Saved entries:
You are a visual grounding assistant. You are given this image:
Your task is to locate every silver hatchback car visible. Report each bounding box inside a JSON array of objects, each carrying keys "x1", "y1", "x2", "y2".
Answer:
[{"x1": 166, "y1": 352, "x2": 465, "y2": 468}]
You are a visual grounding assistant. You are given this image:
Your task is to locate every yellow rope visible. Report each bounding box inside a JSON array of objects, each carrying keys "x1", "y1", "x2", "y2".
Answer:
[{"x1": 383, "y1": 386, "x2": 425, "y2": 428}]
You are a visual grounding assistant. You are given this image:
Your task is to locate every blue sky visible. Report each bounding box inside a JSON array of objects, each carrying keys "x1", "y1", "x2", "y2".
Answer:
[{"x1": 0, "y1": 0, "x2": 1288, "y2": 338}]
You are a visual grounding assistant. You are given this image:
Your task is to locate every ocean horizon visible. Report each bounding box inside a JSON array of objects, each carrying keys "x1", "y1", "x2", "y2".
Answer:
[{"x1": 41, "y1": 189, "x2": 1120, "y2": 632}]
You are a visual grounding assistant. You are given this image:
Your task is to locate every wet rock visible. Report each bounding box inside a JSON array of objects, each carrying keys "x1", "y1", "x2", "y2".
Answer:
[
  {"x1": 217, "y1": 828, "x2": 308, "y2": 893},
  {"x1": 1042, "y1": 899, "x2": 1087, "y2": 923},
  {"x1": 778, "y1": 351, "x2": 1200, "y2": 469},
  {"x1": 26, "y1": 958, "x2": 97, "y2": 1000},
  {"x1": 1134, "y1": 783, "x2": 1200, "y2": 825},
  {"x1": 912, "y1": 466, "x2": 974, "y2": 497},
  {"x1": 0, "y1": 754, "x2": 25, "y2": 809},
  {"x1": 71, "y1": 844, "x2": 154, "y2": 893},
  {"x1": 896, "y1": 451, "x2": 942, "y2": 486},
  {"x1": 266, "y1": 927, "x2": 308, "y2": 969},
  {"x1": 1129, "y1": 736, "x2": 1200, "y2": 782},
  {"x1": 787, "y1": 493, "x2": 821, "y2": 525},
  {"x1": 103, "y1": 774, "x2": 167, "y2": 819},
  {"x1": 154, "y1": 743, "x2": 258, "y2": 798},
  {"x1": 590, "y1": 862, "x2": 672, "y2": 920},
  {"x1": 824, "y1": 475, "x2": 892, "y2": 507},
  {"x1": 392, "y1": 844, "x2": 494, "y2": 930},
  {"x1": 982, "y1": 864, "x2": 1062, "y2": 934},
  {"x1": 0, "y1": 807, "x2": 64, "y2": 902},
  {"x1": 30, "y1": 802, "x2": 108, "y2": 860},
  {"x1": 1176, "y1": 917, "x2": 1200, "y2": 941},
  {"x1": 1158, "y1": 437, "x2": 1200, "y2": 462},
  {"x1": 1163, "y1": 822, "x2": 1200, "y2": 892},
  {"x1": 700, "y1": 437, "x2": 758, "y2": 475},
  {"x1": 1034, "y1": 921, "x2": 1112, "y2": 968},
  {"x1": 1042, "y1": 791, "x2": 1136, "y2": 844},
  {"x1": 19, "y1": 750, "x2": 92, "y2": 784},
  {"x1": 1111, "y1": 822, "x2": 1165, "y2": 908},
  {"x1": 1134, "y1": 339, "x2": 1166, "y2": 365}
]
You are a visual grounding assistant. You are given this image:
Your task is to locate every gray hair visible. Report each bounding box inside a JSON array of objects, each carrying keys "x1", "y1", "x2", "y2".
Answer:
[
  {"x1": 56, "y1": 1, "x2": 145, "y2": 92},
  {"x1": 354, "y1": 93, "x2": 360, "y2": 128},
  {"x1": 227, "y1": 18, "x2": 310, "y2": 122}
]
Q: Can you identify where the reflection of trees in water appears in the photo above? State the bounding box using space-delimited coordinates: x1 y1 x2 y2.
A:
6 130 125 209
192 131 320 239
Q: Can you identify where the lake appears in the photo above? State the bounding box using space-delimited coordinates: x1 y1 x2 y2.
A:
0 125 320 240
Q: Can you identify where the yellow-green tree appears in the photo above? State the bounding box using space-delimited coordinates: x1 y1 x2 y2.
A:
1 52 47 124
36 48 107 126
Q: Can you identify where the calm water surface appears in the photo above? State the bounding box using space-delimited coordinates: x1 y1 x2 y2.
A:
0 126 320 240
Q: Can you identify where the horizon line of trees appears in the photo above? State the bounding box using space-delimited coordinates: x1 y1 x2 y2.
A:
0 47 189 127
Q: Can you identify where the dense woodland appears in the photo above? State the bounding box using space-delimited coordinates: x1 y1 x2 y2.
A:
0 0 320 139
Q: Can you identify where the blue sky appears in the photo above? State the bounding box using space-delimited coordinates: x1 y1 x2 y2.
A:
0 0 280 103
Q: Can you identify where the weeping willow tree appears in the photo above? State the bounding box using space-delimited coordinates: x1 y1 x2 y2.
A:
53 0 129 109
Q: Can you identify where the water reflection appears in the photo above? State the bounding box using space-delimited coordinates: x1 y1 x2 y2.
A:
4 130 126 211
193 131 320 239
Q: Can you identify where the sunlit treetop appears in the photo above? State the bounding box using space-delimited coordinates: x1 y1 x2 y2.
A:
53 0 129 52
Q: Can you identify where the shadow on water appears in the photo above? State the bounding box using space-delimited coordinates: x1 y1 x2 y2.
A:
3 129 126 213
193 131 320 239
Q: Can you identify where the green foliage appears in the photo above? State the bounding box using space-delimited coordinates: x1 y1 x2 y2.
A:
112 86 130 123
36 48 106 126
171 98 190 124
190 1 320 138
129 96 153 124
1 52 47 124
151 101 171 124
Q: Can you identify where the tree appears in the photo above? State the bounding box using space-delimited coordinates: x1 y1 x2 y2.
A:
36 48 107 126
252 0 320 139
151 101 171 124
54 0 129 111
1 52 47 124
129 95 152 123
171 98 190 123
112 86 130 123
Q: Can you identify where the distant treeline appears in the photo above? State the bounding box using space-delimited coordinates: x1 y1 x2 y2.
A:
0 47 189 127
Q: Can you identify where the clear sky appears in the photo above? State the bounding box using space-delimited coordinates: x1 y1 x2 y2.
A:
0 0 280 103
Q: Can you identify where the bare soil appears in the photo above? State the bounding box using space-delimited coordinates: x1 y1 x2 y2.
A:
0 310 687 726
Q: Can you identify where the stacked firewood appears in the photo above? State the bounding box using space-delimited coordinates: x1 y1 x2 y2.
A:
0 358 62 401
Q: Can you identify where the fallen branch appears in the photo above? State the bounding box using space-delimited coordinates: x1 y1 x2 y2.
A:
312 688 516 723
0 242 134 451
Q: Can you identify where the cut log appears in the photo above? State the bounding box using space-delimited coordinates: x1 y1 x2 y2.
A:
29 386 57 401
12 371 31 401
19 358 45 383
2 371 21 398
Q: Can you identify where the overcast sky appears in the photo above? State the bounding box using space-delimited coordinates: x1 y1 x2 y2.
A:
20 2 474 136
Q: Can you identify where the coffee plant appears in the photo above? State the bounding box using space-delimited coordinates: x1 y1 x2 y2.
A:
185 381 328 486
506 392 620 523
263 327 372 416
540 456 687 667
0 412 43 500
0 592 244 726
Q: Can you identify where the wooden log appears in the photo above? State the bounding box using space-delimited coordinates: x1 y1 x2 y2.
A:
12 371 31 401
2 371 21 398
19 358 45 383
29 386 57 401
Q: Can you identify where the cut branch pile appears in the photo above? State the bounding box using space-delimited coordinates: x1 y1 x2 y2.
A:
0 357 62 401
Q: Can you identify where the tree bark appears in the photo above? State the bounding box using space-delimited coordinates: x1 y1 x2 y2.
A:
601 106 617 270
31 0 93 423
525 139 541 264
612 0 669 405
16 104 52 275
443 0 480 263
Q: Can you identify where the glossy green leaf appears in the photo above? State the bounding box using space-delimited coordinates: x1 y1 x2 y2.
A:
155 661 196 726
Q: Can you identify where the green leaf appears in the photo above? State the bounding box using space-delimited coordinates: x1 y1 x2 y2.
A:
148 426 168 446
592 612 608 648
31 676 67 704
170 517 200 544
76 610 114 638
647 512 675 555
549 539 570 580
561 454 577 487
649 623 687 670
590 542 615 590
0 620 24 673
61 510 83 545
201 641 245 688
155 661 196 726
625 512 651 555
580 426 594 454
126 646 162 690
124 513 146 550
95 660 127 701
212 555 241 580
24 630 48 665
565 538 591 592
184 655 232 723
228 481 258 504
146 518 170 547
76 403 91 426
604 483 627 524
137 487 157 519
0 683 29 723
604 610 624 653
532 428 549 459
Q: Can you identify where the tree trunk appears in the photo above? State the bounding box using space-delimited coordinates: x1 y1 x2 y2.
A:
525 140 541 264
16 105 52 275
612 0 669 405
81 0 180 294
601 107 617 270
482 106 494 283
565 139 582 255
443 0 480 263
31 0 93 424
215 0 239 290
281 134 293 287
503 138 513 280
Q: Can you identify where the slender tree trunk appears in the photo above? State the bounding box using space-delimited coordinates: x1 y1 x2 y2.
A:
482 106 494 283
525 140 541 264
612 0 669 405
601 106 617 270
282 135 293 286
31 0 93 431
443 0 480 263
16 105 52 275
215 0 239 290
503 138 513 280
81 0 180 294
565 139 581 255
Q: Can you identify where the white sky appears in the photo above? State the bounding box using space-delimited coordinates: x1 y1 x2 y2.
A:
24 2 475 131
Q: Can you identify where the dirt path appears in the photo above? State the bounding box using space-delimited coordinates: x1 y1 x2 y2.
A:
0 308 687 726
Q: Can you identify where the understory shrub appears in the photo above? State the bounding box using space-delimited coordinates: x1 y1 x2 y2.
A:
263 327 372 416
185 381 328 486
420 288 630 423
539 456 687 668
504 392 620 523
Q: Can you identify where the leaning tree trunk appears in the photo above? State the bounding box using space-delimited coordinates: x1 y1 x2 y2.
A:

◆ **The problem**: Please show every line from the items above that contains the word "branch". Case counts.

◆ **Finished exercise**:
Q: Can you identify where the fallen branch appears in the photo above? State the bounding box using space-delimited coordinates: x1 y1 x2 y2.
Q: Can you identify where the cut branch pile appears in the photo above? State the bounding box using space-delimited coordinates: x1 y1 x2 y2.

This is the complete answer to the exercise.